WHAT IS BEING ASKED: Rewrite the listing below line for line and leave its wording unchanged, but shift each pin coordinate by adding 3 to every x and y value. Omit the pictures.

TASK INPUTS:
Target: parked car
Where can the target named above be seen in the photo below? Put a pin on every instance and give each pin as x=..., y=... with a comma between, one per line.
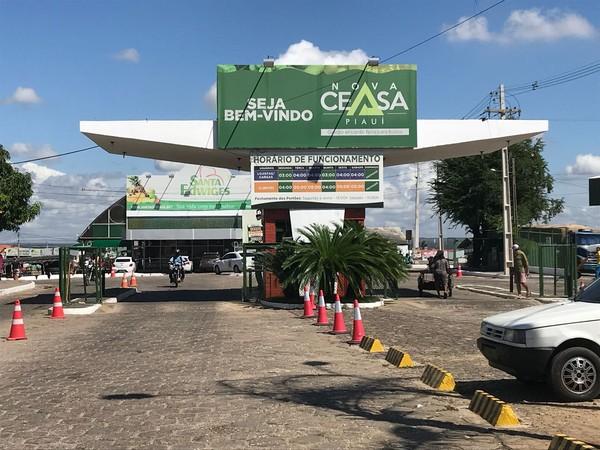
x=124, y=264
x=558, y=343
x=207, y=261
x=229, y=262
x=188, y=265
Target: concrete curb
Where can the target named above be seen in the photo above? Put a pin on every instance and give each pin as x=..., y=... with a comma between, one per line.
x=14, y=289
x=277, y=305
x=545, y=300
x=91, y=309
x=369, y=305
x=128, y=293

THE SOLUTION:
Target: parked car
Where can the target named above be seen in the photo below? Put a pin on every instance and give each pin as x=..., y=... with a comma between, one per line.
x=127, y=267
x=561, y=346
x=210, y=264
x=232, y=265
x=191, y=268
Target: concrete curb
Where can the target named above be seen in the photo above? Put a pin on every instance and give each pin as x=..., y=... with a comma between, one per line.
x=17, y=292
x=280, y=308
x=548, y=303
x=94, y=312
x=372, y=308
x=131, y=296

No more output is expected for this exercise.